▸ **Objective**: Reproduce all of the rows below word for word, omitting the pictures.
----
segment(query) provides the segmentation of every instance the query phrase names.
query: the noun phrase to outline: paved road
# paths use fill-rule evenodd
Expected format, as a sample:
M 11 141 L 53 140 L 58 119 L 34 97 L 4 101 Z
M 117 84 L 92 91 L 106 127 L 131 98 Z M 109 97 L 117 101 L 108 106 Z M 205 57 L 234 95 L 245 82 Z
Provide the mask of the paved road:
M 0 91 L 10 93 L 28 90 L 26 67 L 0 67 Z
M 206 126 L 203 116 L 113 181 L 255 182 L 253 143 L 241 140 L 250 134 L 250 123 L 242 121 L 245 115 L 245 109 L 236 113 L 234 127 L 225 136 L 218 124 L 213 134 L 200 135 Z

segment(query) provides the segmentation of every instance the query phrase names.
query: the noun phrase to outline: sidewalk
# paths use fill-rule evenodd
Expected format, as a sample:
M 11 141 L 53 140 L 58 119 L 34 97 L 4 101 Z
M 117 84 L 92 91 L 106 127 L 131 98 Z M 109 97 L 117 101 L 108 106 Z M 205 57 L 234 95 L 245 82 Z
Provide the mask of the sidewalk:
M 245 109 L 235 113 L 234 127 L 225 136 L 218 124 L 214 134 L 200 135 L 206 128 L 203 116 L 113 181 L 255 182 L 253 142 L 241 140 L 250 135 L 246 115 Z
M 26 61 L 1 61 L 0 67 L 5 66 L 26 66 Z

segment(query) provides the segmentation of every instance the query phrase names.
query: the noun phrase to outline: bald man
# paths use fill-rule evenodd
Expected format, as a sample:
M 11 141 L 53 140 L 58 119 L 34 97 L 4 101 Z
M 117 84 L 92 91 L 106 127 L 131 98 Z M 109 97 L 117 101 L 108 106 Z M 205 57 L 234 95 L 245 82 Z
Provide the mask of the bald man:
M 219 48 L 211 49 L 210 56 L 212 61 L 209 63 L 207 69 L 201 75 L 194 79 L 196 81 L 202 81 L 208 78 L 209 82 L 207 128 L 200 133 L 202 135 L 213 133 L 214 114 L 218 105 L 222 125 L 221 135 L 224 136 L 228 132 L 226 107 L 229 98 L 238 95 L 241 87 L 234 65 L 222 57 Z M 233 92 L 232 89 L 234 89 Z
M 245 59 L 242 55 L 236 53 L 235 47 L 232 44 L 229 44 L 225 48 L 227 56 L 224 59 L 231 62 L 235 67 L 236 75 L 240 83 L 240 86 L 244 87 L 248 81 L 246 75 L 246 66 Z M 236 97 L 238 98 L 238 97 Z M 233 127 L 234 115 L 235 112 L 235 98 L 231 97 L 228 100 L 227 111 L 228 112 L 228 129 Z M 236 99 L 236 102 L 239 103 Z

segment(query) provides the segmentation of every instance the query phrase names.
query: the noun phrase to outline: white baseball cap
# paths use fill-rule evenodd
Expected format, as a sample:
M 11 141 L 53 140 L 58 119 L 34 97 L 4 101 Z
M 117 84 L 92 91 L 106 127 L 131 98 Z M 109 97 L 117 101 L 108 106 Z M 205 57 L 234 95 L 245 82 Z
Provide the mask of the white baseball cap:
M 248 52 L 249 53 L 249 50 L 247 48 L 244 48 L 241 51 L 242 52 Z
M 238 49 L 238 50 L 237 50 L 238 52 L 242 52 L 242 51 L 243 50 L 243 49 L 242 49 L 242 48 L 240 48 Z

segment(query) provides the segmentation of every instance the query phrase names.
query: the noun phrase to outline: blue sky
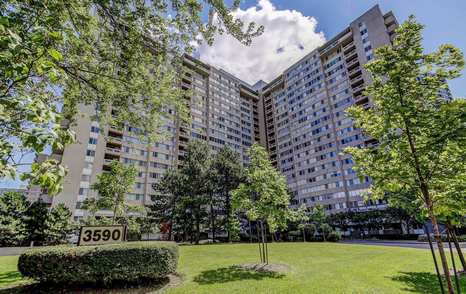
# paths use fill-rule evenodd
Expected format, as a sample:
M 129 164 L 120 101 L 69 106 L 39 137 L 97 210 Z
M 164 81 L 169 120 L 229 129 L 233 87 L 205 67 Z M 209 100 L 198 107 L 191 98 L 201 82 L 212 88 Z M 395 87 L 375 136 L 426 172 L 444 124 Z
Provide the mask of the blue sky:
----
▸ **Task output**:
segment(query) provides the segmentation of every instance the query phrase names.
query: the noun phrase to outline: paved road
# paths use fill-rule evenodd
Expected format, as a sample:
M 11 141 L 53 140 L 58 119 L 34 97 L 4 101 Z
M 117 84 L 92 91 L 106 127 L 131 98 Z M 109 97 L 117 101 L 108 106 Z M 205 57 L 234 95 L 245 82 Z
Provide the mask of the paved road:
M 0 91 L 10 93 L 28 90 L 26 67 L 0 67 Z
M 206 126 L 203 116 L 113 181 L 255 182 L 253 143 L 241 140 L 250 134 L 250 123 L 242 121 L 245 115 L 245 109 L 236 113 L 234 127 L 225 136 L 218 124 L 213 134 L 200 135 Z

segment(query) provides the segmentation of every instance the query phrase names.
query: the noun phrase to outline: sidewalk
# paths use fill-rule evenodd
Expected format, as a sample:
M 11 141 L 53 140 L 58 119 L 34 97 L 4 101 Z
M 117 84 L 92 91 L 106 127 L 131 98 Z M 109 97 L 117 101 L 108 106 Z M 205 57 L 234 95 L 245 82 Z
Provide the mask of the sidewalk:
M 245 109 L 235 113 L 234 127 L 225 136 L 218 124 L 214 134 L 200 135 L 206 128 L 203 116 L 113 181 L 255 182 L 253 142 L 241 140 L 250 135 L 246 115 Z
M 26 61 L 1 61 L 0 67 L 5 66 L 26 66 Z

segment(query) provides the segmentation of every instance the query phrase names.
query: the noun phrase to outline: bald man
# paths use fill-rule evenodd
Expected format, as a sample:
M 11 141 L 53 140 L 58 119 L 34 97 L 4 101 Z
M 117 84 L 92 91 L 106 127 L 131 98 Z M 109 97 L 117 101 L 108 106 Z M 205 57 L 234 95 L 245 82 Z
Provide the mask of the bald man:
M 219 48 L 211 49 L 210 56 L 212 61 L 209 63 L 207 69 L 201 75 L 194 79 L 196 81 L 202 81 L 208 78 L 209 82 L 207 128 L 200 133 L 202 135 L 213 133 L 214 114 L 218 105 L 222 125 L 221 135 L 224 136 L 228 132 L 226 107 L 229 98 L 238 95 L 241 87 L 234 65 L 222 57 Z M 233 92 L 232 89 L 234 89 Z
M 245 59 L 242 55 L 236 53 L 235 47 L 232 44 L 229 44 L 225 48 L 227 56 L 224 59 L 231 62 L 235 67 L 236 75 L 240 83 L 240 86 L 244 87 L 248 81 L 246 75 L 246 66 Z M 236 97 L 238 98 L 238 97 Z M 233 127 L 234 115 L 235 112 L 235 98 L 231 97 L 228 100 L 227 111 L 228 112 L 228 129 Z M 236 99 L 236 102 L 239 103 Z

segment(query) provides the segmentation of every instance the query phrase names.
query: the noun phrase to outline: white baseball cap
# paths use fill-rule evenodd
Expected format, as a sample:
M 11 141 L 53 140 L 58 119 L 34 97 L 4 101 Z
M 117 84 L 92 91 L 106 127 L 131 98 Z M 109 97 L 117 101 L 108 106 Z M 205 57 L 234 95 L 245 82 Z
Provide the mask of the white baseball cap:
M 248 52 L 249 53 L 249 50 L 247 48 L 244 48 L 241 51 L 242 52 Z
M 238 49 L 238 50 L 237 50 L 238 52 L 242 52 L 242 51 L 243 50 L 243 49 L 242 49 L 242 48 L 240 48 Z

segment(query) provides the segmentation of every instance the query phrase names.
query: the noun phrase to outline: blue sky
# paths use fill-rule evenodd
Expected format, as a sample:
M 129 164 L 120 101 L 69 106 L 39 137 L 97 210 Z
M 164 81 L 169 120 L 229 129 L 233 87 L 205 67 Z M 209 100 L 198 107 L 191 98 L 201 82 L 212 88 Z M 395 87 L 375 136 L 426 172 L 444 124 Z
Provide the mask of the blue sky:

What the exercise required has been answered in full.